BRIODY:  Okay.  Yeah.  So it sounds pretty low.   

GLUESING:   2003.  Yeah.

BRIODY:  I mean, we know at in many anthropology departments compared with other parts of the university, the salaries are relatively low,  but this clearly was very, very low.  

GLUESING:   But this was lower, very, very low.  And they tried to get engineering and anthropology together and actually the chair of the anthropology department and the chair of engineering got together and agreed that they would be very happy with a joint appointment because by then, engineering had gotten to know me and my teammates--

BRIODY:  Right.  Right.  This is a no-brainer.  

GLUESING:  --and I said, "Hey, this is a no-brainer.  But we're not even going to ask her to teach," you know.  "But we'll up the salary"--

BRIODY:  Yeah.  

GLUESING:  --you know, like double it, for a nine-month appointment, we'll double it and the dean of engineering agreed, but the dean of liberal arts, Bob Thomas, would not agree, because he didn't believe in joint appointments.

BRIODY:  Oh my gosh.  

GLUESING:   And he just would not agree to that.

BRIODY:  Oh.  

GLUESING:   And so I said, "Okay, I'm not doing it." 

BRIODY:  Right.  

GLUESING:  Anyway, engineering said, "Okay, anthropology, we're taking her full time."  They said, "Okay, you don't want her?  We'll take her full time.  We want her full time."  So they hired me full time.  

BRIODY:  Wow.  Very interesting politics.   

GLUESING:   And then I had a wonderful time in engineering as an anthropologist, I was teaching in the EMMP [Engineering Management Master’s Program] and doing really interesting research on the global diffusion of innovation and global networked organizations--

BRIODY:  That was the NSF grant.  

GLUESING:  --right, which was an NSF grant, and as a PI, it was a great grant--

BRIODY:  And when did that start and end?  

GLUESING:   It started in 2005 and ended in 2010.  

BRIODY:  Okay.  So it was a five-year NSF grant.    

GLUESING:   And I got to start the global executive track PhD program and helped to shape that and wove culture into that. I also got to go to China, on a number of trips and with the president of the university and with the deans and the VP for research, and all these joint programs, and I did a lot of organizing of those trips, and we set up joint degrees with Tongji University, and Tsinghua. I did some training programs in China at Tsinghua University, and we did stuff at Nanjing. And then did all this back and forth, in the global executive PhD program that I became co-director of that program.  And, until I left academia and officially retired in 2011, primarily because I went to San Francisco to take care of my mother.

BRIODY:  That's right.  Well, and a very important and memorable time.

★ ★ ★ ★ ★

** STATED EXERCISE A **
In the interview excerpt, why would the dean of liberal arts not agree to the joint appointment?
The records have no connection to the interview excerpt.

** DATA PROVIDED **
★ ★ ★ ★ ★

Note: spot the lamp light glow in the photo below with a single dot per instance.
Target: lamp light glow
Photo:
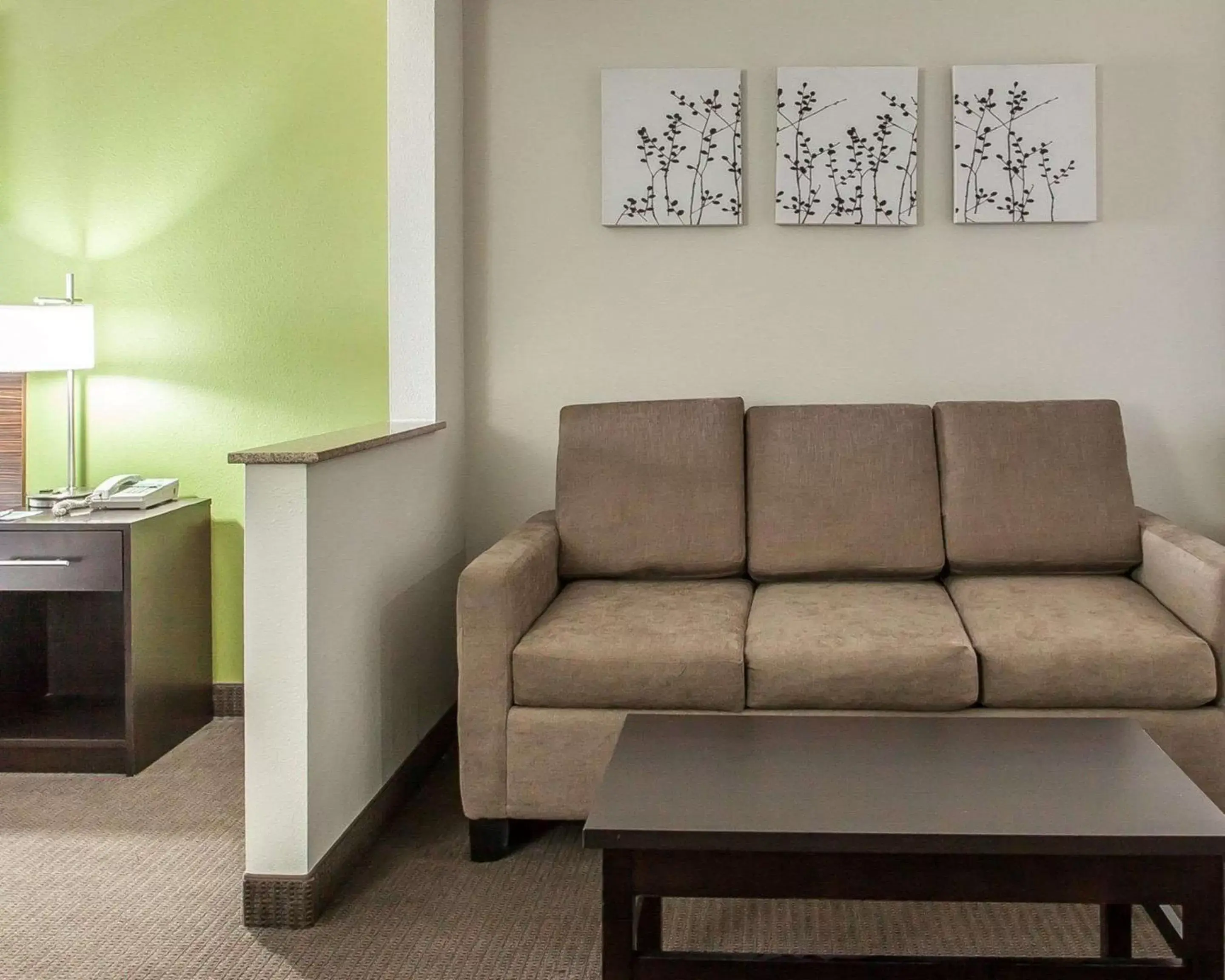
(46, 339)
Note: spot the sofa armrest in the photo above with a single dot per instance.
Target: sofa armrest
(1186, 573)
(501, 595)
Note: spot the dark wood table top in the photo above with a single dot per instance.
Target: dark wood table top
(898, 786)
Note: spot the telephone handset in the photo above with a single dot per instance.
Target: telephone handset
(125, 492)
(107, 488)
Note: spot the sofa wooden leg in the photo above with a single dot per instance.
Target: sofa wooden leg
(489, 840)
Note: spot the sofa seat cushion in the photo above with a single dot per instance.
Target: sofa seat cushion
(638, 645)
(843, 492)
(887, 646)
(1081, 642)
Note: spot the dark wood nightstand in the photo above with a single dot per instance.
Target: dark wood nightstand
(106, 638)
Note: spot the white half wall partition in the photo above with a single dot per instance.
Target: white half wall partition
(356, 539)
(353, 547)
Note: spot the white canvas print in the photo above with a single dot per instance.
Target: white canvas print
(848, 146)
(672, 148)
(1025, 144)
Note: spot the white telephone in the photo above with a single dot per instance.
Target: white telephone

★ ★ ★ ★ ★

** STATED EXERCISE B **
Reproduce word for word the stretch of the records from the line containing "Note: spot the sofa wooden" through the last line of the records, with both ends included.

** RESPONSE A **
He didn't believe in joint appointments.

** RESPONSE B **
Note: spot the sofa wooden leg in the photo above with a single dot per instance.
Target: sofa wooden leg
(489, 840)
Note: spot the sofa seat cushion in the photo above with a single dot per instance.
Target: sofa seat cushion
(638, 645)
(843, 492)
(887, 646)
(1081, 642)
Note: spot the dark wood nightstand in the photo above with a single dot per instance.
Target: dark wood nightstand
(106, 638)
Note: spot the white half wall partition in the photo above with a single dot per instance.
Target: white half wall partition
(356, 539)
(353, 547)
Note: spot the white canvas print in the photo above with a single dot per instance.
Target: white canvas print
(848, 146)
(672, 148)
(1025, 144)
Note: spot the white telephone in the photo above with a single dot per instance.
Target: white telephone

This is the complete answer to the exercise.